== Description of the task ==
Give back all of the data verbatim.

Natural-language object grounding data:
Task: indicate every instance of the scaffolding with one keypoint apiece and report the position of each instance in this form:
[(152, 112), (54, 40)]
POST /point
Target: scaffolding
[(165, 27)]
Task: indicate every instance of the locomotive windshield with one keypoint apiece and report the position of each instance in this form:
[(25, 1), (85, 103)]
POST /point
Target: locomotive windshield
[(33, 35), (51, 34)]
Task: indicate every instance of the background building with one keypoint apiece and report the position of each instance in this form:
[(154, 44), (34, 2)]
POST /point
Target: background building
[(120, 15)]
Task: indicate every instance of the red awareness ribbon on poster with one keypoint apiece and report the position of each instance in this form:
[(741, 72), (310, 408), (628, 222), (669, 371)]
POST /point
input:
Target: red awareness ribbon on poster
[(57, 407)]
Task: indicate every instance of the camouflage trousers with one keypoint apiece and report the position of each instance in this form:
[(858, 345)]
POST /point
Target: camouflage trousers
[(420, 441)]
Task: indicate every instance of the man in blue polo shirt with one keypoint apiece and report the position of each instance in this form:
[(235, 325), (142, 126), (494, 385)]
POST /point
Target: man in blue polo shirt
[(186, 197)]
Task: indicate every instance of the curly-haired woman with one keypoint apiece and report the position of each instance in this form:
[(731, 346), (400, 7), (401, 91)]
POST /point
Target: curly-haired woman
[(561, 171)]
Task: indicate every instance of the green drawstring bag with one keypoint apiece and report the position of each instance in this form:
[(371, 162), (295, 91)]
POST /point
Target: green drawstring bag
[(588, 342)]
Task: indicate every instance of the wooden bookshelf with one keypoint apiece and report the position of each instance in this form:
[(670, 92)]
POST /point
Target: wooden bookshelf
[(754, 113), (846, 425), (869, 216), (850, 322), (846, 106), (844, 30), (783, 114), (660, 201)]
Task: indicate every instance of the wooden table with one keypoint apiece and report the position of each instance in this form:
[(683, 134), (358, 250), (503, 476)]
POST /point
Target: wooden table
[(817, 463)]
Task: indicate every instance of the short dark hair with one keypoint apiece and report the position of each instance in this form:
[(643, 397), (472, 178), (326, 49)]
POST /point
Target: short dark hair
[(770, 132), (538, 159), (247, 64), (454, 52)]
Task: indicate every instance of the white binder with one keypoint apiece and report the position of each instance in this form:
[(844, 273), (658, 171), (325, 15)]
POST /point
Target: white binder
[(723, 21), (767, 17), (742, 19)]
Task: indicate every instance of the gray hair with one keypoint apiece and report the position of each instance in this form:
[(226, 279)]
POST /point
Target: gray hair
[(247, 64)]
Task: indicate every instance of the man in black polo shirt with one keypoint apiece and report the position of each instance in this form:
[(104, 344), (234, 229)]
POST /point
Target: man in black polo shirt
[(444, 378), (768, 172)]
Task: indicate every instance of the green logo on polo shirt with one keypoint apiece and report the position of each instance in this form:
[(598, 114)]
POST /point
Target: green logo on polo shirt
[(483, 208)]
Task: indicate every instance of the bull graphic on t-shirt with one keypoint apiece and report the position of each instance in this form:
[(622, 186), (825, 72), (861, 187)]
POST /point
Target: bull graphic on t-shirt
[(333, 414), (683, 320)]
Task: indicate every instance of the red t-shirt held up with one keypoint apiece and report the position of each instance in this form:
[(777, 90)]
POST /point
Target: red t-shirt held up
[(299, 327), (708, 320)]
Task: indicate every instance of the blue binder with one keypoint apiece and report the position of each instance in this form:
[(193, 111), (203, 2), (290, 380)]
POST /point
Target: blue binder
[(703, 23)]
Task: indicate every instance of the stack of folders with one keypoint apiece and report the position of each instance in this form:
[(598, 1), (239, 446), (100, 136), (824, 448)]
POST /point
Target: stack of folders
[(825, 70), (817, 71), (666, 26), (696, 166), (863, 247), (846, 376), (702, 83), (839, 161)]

== Response area ==
Task: indicate every instance of the scaffolding with one keypoint apiece and report the position of each instance in this form:
[(152, 112), (54, 40)]
POST /point
Target: scaffolding
[(165, 27)]
Task: indicate every instance of the locomotive windshield with one keypoint apiece and report the position of each instance in this form:
[(25, 1), (85, 103)]
POST /point
Target: locomotive windshield
[(33, 35), (51, 34)]
Task: indicate every instance of the background building with one keypoint apiece and report the position of each instance in this form:
[(154, 44), (34, 2)]
POST /point
Target: background building
[(120, 15)]
Task: indicate every instance of the red awareness ribbon on poster with one keypoint apiece and report the position of each instance in this form:
[(741, 72), (310, 408), (628, 222), (669, 371)]
POST /point
input:
Target: red awareness ribbon on poster
[(57, 407)]
Task: indicate every instance of the camouflage trousers with one keypoint apiece and report the position of each instance in this form:
[(858, 345)]
POST /point
Target: camouflage trousers
[(420, 441)]
Task: indicate every instance of the man in blue polo shirt with one keypoint apiece and report the position of each instance in this form:
[(235, 325), (142, 126), (494, 385)]
POST /point
Target: man in blue polo shirt
[(186, 197)]
Task: indicate every instance of the curly-haired woman with one keypoint apiece and report the position of each instance in this form:
[(731, 346), (400, 7), (401, 91)]
POST /point
Target: curly-haired woman
[(561, 171)]
Task: indicate every instance of the green drawstring bag with one keypoint apiece and report the position of each instance in this form:
[(371, 162), (295, 91)]
POST /point
Target: green drawstring bag
[(588, 342)]
Task: indicate every instance of the wooden bookshelf with one keypoint apiece and report the position of each instance in this form:
[(670, 92)]
POST /point
Target: wooden bookshelf
[(754, 113), (846, 425), (869, 216), (850, 322), (846, 106), (844, 30), (783, 114), (660, 201)]
Task: indicate every instance of the wooden table with one keypoint apiece and report the position of each instance in this form:
[(683, 134), (358, 250), (503, 476)]
POST /point
Target: wooden table
[(817, 463)]
Task: indicate every instance of the short dark hair with one keypoint apiece and report the position of each instance in this form:
[(643, 397), (472, 178), (326, 49)]
POST /point
Target: short dark hair
[(770, 132), (538, 159), (247, 64), (454, 52)]
Task: indicate every instance of the white binder with one keypoint apiece and report the position of each instance in this form:
[(844, 273), (658, 171), (325, 15)]
POST /point
Target: white binder
[(723, 21), (767, 17), (742, 19)]
Task: indicate every instance of the gray hair with one keypoint apiece and report the position of each instance in this form:
[(226, 279)]
POST /point
Target: gray hair
[(247, 64)]
Task: indicate every instance of the man in black polo shirt with one keypoint apiece and report the position of each instance in this form:
[(104, 344), (234, 229)]
POST /point
Target: man in black polo shirt
[(444, 378), (768, 172)]
Task: indicate every instance of the green logo on polo shirt with one keypoint apiece and report the position of each instance in this form:
[(598, 114)]
POST /point
Target: green logo on polo shirt
[(483, 208)]
Task: indicate every instance of the bull graphic on t-shirt with one keypoint apiece and report the position of each instance in this form:
[(622, 186), (825, 72), (861, 187)]
POST /point
Target: bull graphic on t-shirt
[(333, 414), (683, 320)]
Task: indicate every instance of the red t-shirt held up with one keypoint apiece and report the position of each instance in this form:
[(777, 90)]
POST /point
Target: red t-shirt held up
[(299, 327), (708, 320)]
Task: indicate every instance of the blue binder with one keypoint apiece and report the position of each instance in this form:
[(193, 111), (203, 2), (290, 380)]
POST /point
Target: blue binder
[(703, 23)]
Task: indicate every instance of the stack of folders with one keypoint apiece and report the position of each instance in this form:
[(598, 1), (239, 446), (100, 136), (824, 448)]
POST /point
Target: stack of folders
[(825, 70), (817, 71), (666, 26), (696, 166), (863, 247), (846, 376), (702, 83), (839, 161)]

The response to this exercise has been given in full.